# PROMPT
Return every line of the material that contains the word "white".

— start DATASET ENTRIES —

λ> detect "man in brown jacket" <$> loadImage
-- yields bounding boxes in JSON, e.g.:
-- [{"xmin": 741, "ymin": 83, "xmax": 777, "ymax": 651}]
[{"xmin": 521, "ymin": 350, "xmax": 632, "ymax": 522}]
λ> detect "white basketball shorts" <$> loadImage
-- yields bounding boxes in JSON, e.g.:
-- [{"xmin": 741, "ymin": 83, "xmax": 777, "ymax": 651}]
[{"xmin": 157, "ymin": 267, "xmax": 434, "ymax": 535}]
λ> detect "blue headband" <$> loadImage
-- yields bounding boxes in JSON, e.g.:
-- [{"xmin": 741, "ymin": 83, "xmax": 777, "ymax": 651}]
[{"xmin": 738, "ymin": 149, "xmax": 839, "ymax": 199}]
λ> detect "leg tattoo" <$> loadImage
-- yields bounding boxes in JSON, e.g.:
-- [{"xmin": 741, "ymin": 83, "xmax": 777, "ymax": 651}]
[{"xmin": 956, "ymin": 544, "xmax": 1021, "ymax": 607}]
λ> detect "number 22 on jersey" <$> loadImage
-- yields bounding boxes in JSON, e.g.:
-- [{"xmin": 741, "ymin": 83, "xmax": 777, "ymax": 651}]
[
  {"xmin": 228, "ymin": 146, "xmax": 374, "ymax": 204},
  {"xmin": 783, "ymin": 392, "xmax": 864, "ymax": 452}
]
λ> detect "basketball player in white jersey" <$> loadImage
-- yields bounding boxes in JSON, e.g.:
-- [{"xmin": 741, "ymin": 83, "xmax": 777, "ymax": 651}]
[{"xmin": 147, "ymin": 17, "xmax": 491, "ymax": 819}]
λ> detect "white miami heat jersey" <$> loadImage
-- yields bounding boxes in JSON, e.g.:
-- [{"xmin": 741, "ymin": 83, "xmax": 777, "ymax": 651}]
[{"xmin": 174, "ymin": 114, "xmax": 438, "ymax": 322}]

— end DATASET ENTRIES —

# RESPONSE
λ> detect "white basketball shorts" <$> loadImage
λ> detect "basketball player in white jersey" <$> loadImage
λ> detect "white miami heat jersey" <$> loadImage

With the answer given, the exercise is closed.